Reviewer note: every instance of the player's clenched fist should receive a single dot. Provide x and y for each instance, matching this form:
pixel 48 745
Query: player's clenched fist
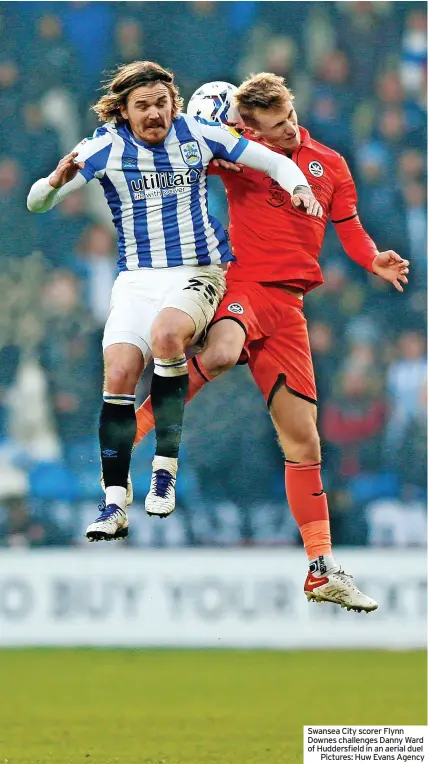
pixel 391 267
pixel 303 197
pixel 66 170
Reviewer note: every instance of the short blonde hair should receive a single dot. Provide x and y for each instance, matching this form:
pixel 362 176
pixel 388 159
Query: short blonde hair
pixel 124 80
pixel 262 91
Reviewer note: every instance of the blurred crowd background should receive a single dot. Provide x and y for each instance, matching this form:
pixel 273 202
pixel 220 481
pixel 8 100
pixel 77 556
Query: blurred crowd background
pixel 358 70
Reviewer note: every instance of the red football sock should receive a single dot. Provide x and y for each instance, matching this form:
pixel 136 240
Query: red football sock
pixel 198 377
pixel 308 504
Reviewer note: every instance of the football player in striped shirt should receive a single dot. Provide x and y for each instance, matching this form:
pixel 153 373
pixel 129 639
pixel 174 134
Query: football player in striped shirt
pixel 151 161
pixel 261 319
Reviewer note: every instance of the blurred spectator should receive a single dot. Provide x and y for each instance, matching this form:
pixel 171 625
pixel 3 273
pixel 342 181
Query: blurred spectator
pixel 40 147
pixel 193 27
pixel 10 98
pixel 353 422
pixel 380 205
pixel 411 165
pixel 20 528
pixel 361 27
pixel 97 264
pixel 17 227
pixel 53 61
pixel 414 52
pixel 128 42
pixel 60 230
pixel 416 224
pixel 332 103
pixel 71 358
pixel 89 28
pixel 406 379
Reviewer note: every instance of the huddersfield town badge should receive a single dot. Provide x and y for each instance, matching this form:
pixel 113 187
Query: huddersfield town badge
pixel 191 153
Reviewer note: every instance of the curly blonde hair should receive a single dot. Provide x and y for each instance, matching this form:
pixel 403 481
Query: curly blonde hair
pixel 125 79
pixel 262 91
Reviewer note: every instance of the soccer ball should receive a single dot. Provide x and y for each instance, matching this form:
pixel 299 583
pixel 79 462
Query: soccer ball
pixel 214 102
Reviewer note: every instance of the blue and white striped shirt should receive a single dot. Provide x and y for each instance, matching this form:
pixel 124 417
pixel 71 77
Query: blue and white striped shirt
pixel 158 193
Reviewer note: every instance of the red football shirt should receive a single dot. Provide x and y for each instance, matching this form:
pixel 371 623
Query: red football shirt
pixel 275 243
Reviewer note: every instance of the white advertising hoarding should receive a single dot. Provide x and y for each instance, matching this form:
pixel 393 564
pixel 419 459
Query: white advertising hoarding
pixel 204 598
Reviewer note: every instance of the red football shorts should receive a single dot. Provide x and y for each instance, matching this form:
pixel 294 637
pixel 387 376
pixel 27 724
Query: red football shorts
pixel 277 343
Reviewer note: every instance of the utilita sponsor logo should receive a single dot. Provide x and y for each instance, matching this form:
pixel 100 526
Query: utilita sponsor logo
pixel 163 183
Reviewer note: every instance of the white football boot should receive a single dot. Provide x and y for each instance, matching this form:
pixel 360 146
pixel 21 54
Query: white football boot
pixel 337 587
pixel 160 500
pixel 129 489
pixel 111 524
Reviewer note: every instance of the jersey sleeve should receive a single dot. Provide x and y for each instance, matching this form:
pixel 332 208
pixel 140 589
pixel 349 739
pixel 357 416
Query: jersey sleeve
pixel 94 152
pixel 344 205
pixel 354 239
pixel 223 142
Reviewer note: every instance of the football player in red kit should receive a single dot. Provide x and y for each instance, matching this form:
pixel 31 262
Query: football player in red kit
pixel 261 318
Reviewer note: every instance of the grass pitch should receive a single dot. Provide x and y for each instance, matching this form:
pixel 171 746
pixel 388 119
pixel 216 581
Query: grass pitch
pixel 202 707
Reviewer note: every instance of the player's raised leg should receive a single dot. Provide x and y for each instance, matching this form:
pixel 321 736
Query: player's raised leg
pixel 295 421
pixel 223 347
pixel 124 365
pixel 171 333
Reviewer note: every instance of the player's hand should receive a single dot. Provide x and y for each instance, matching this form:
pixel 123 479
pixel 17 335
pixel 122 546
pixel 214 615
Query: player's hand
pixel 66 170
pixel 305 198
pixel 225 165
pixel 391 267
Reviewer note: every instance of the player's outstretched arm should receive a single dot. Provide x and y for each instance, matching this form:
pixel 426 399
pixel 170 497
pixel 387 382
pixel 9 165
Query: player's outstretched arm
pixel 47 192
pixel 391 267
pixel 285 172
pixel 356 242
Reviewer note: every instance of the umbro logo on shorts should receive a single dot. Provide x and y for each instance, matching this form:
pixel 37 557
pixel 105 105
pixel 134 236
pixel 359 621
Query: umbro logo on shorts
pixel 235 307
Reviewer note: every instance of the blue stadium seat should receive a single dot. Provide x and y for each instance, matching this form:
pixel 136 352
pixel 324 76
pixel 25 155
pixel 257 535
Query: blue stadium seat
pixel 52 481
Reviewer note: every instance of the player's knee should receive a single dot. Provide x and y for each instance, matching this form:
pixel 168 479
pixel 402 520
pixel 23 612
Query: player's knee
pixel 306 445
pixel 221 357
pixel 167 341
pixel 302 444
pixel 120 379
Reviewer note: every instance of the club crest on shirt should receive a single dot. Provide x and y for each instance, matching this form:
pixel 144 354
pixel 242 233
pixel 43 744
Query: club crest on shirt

* * * * *

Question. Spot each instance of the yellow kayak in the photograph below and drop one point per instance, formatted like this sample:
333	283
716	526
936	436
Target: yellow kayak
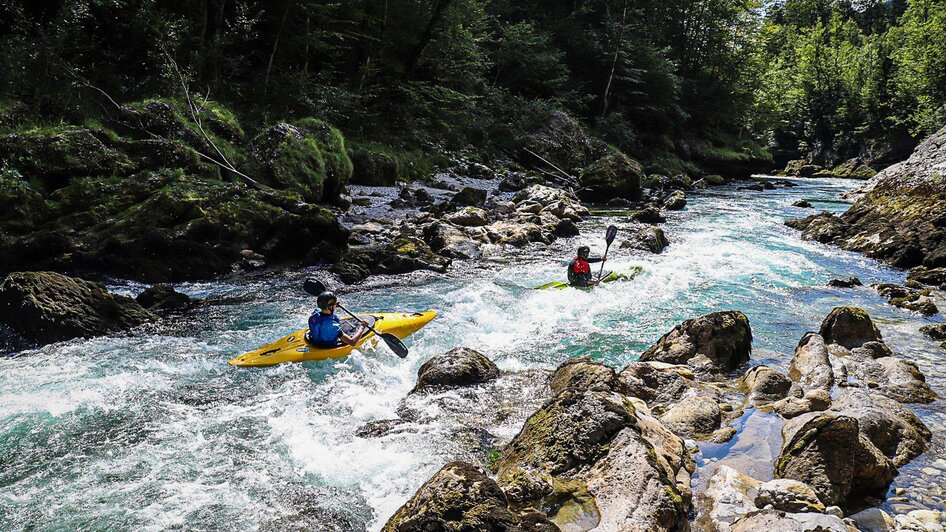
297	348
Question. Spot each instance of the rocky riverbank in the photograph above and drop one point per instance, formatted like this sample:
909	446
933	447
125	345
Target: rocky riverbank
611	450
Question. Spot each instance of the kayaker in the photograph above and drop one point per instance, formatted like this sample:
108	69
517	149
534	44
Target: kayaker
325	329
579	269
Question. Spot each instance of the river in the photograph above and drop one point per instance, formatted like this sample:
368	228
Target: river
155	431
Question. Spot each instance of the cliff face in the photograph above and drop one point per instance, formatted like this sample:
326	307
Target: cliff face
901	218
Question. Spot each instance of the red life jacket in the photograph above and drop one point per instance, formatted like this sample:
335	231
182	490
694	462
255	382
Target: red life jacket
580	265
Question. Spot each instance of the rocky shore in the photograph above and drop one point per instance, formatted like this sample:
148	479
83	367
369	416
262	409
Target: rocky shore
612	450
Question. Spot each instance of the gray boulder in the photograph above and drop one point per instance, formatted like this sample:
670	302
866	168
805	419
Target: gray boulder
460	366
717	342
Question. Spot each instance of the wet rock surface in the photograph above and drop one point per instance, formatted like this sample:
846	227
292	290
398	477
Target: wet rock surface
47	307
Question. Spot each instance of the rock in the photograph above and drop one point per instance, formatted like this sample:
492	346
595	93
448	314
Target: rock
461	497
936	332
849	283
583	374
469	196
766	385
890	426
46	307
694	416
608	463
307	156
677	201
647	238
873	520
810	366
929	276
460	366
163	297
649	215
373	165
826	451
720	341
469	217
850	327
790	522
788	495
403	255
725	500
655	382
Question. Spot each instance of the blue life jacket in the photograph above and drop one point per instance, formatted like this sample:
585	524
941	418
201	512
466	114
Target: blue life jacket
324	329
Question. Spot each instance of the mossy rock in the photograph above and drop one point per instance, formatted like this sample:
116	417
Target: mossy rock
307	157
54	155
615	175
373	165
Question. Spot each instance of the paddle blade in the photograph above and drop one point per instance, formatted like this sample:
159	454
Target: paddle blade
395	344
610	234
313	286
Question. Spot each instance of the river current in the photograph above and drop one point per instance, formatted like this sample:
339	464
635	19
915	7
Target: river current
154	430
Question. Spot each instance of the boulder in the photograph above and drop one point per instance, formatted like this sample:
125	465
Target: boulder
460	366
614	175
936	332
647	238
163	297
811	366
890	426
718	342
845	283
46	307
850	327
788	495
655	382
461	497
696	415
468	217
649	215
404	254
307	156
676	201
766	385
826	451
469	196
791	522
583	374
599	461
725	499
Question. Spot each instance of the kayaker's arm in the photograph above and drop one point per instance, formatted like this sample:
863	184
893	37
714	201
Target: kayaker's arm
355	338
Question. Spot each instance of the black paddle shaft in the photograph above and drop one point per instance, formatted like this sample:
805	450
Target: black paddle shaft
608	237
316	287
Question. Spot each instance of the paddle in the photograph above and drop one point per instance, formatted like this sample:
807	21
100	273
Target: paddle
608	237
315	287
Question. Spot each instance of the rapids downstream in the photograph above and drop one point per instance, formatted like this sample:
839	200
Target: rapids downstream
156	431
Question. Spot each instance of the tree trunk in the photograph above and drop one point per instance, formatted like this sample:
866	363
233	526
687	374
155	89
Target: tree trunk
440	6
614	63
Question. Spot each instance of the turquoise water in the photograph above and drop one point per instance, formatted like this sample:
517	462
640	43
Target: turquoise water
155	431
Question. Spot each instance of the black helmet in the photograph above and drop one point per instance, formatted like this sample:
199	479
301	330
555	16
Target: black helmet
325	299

* * * * *

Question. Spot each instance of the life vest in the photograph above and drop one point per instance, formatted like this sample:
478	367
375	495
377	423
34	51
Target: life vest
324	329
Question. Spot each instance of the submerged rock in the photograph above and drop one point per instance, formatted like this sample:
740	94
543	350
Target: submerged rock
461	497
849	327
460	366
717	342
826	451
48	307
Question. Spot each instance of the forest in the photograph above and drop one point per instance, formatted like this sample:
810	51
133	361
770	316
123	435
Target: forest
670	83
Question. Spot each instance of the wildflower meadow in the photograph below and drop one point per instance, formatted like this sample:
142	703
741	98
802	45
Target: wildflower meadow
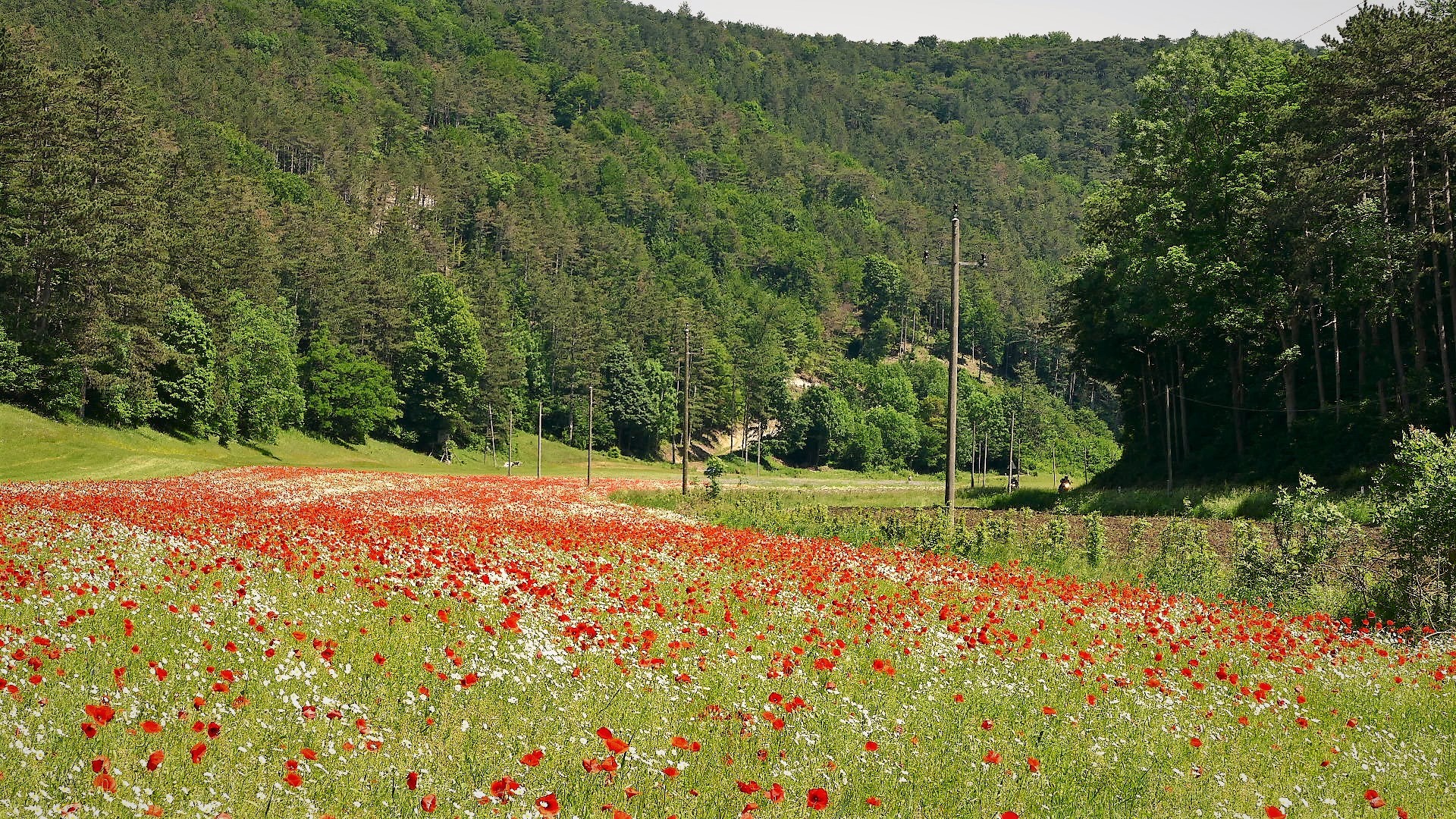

* * * * *

- [AIM OF THE TASK]: Of the records above, print only the lines from the one containing "Reviewer note: every instance of the player's clenched" through the one containing "pixel 342 181", inclusive and unaltered, leaving out pictures.

- [RESPONSE TO THE EXERCISE]:
Reviewer note: every instance of the player's clenched fist should receive a single dot. Provide x and y for each instance, matching this form:
pixel 48 745
Query: player's clenched fist
pixel 391 267
pixel 303 197
pixel 66 170
Reviewer note: every instance of the short blonde hair should receive a single dot. Provide x and y for each instance, matching this form:
pixel 362 176
pixel 388 159
Query: short blonde hair
pixel 124 80
pixel 262 91
Reviewer note: every instance of the blurred crowd background should receive a single dot. Provide x and y for each instance, matching this form:
pixel 273 202
pixel 220 481
pixel 8 100
pixel 77 556
Query: blurred crowd background
pixel 358 70
Reviewer note: every instance of the red football sock should receive a single dot. Provide x and y for each instance, matching this form:
pixel 136 240
Query: red football sock
pixel 198 377
pixel 308 504
Reviewer note: every instance of the football player in striped shirt should receive a single dot. Provide x and y for each instance, matching this form:
pixel 153 373
pixel 129 639
pixel 174 134
Query: football player in striped shirt
pixel 151 161
pixel 261 319
Reviewer note: every instance of the blurred spectator should receive a single dot. Provide x and y for each instance, matching this form:
pixel 171 625
pixel 3 273
pixel 342 181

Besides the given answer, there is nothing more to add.